• [Dataset excerpts]
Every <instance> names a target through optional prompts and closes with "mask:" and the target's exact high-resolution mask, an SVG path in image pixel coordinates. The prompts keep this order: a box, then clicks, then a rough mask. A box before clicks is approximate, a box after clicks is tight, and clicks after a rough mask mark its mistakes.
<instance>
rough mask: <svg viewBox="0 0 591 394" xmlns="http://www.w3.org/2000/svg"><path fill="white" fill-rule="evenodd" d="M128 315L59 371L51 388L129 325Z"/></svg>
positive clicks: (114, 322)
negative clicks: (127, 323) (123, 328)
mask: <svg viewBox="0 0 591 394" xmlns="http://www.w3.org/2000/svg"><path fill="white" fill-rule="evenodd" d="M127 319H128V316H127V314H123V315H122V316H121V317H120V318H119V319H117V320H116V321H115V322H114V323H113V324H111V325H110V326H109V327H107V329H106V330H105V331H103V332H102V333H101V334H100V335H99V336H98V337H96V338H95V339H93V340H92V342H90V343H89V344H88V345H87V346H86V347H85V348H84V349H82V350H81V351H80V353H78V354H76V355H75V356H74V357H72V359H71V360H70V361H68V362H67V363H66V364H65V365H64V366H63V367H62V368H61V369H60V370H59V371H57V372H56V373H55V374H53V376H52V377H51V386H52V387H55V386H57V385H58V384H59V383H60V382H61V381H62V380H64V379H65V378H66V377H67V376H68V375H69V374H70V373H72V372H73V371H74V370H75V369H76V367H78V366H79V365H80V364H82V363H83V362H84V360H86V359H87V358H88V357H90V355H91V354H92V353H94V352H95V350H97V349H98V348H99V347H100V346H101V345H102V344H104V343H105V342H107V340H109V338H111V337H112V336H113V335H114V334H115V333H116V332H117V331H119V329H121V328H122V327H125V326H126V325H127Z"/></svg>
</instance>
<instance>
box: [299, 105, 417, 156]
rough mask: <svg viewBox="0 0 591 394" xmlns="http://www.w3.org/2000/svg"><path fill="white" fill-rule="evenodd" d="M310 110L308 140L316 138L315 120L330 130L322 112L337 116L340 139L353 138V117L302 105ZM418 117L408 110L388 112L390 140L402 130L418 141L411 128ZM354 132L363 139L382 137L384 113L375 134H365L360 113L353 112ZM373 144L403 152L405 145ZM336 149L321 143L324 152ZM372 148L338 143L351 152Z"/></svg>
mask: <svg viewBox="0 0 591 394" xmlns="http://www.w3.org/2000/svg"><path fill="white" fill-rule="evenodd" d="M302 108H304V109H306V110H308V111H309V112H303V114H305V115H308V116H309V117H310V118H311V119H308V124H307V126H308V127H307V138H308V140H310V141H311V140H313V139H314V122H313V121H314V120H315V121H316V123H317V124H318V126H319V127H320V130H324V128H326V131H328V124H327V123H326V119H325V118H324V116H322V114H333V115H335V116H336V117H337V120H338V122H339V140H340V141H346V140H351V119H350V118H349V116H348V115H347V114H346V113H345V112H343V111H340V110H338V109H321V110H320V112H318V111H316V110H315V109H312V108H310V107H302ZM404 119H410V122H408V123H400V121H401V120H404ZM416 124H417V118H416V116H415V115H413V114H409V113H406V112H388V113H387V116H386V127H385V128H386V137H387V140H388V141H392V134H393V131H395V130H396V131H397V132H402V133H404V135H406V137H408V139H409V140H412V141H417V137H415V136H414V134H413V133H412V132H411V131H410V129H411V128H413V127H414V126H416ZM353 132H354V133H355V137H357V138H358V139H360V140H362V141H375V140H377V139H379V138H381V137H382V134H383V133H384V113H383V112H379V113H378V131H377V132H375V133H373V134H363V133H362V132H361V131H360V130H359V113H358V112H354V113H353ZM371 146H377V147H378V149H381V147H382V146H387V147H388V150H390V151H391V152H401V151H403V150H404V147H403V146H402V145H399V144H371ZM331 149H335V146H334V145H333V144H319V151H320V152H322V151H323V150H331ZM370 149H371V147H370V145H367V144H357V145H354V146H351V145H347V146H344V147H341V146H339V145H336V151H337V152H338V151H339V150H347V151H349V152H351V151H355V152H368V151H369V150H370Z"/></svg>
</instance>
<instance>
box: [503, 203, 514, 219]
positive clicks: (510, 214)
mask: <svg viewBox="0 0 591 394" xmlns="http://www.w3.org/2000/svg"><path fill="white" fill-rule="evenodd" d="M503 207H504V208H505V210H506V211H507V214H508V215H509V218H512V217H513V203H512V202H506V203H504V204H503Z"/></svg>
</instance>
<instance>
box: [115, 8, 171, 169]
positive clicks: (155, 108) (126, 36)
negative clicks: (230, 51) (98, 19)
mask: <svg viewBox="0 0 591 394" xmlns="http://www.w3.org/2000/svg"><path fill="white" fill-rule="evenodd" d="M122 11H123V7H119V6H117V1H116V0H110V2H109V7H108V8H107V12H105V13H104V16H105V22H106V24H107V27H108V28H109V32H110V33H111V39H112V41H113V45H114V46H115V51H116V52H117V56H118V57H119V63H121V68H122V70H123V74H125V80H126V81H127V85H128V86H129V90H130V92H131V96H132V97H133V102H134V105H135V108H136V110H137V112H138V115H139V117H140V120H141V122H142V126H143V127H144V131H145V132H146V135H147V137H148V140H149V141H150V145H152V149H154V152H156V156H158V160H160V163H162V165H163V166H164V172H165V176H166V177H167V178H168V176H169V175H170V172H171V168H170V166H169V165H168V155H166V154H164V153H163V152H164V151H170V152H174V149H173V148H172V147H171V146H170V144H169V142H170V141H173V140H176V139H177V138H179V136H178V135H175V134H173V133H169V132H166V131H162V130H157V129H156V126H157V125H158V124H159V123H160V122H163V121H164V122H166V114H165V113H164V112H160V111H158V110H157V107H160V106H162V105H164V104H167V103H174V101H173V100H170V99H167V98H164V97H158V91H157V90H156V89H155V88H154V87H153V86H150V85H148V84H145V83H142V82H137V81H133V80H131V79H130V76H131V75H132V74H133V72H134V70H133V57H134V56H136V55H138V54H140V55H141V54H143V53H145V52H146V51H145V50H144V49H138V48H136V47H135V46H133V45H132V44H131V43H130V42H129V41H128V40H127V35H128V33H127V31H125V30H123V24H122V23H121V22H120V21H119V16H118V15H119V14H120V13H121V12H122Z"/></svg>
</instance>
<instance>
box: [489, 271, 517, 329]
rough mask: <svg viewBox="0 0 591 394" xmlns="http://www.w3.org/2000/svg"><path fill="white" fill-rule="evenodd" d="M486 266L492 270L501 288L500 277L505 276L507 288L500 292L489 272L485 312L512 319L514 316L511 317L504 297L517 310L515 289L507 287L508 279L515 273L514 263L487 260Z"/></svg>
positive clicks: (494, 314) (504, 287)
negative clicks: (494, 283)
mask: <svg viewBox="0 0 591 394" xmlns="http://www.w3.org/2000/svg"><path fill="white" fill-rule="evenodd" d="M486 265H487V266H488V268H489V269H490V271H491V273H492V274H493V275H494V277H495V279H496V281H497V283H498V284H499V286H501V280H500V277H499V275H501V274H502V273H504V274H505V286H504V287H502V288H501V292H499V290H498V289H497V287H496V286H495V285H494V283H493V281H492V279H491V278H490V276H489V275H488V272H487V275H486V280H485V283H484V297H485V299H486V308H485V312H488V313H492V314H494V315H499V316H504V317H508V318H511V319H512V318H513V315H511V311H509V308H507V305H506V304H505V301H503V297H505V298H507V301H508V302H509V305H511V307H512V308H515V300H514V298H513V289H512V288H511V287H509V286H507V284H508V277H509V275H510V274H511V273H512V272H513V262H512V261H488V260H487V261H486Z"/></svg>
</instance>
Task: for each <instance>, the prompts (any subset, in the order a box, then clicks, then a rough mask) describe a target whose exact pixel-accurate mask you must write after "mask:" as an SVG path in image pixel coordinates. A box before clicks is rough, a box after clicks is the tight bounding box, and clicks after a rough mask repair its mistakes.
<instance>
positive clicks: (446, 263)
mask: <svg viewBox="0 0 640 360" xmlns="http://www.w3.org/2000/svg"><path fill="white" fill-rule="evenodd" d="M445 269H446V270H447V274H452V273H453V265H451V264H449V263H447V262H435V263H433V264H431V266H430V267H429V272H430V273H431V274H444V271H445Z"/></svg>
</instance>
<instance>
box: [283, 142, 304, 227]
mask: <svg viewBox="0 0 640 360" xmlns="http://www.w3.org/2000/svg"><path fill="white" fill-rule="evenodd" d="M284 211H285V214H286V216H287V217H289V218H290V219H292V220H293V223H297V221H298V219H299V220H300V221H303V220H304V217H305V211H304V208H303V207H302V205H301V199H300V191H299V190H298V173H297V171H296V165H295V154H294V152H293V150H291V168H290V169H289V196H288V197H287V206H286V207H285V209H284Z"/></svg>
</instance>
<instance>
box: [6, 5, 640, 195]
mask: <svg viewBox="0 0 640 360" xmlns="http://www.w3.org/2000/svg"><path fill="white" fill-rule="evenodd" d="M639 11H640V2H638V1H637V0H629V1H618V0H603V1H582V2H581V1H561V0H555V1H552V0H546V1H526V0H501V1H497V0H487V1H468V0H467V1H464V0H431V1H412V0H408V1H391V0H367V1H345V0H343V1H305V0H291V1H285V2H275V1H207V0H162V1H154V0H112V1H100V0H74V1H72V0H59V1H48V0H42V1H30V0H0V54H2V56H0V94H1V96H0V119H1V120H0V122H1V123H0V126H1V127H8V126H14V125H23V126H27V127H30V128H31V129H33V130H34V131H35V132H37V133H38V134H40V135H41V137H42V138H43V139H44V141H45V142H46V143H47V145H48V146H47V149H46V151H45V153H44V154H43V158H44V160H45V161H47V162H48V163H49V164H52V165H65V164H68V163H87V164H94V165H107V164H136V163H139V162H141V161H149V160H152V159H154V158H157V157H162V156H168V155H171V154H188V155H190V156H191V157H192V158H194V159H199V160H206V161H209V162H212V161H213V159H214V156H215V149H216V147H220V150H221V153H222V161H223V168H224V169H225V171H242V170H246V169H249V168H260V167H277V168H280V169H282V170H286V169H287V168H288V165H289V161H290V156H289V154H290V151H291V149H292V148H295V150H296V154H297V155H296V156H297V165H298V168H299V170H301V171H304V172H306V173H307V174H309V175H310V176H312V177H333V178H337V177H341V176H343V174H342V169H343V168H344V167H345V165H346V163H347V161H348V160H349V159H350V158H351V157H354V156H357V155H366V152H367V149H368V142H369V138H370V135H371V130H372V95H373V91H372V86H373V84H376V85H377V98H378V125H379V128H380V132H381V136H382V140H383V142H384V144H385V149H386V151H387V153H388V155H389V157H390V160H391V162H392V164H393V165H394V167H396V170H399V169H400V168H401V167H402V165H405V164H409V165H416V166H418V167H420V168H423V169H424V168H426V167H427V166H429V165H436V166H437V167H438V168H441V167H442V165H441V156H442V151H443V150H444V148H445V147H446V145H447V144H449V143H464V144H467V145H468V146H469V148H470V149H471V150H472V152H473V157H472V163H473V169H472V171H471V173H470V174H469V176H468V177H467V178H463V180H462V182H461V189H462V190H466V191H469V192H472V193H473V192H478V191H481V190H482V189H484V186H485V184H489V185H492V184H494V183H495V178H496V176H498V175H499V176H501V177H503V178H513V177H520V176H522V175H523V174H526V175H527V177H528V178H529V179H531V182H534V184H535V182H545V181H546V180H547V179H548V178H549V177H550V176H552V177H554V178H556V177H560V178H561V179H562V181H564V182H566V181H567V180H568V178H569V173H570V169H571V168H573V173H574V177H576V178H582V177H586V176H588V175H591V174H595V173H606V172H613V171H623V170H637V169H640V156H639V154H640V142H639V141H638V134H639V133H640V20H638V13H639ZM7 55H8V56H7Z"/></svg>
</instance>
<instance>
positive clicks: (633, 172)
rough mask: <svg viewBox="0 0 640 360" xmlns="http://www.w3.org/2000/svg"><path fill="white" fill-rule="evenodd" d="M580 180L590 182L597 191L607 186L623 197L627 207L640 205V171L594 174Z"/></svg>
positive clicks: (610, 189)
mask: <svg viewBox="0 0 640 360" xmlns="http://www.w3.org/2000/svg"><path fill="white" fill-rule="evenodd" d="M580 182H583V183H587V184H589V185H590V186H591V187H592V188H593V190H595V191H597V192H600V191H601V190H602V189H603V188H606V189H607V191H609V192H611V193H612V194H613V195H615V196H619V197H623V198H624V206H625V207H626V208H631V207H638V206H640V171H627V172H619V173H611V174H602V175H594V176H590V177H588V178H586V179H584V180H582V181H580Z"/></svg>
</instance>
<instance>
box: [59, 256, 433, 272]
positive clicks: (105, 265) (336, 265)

• [Your objective] Look above for the line holding "box: [503, 203, 514, 219]", then set down exactly that line and every line after it up to and including the line holding "positive clicks: (155, 108) (126, 36)", with nothing else.

• [Solution to this exercise]
box: [503, 203, 514, 219]
positive clicks: (510, 214)
mask: <svg viewBox="0 0 591 394" xmlns="http://www.w3.org/2000/svg"><path fill="white" fill-rule="evenodd" d="M503 207H504V208H505V210H506V211H507V214H508V215H509V218H512V217H513V203H512V202H506V203H504V204H503Z"/></svg>
</instance>
<instance>
box: [115, 8, 171, 169]
positive clicks: (155, 108) (126, 36)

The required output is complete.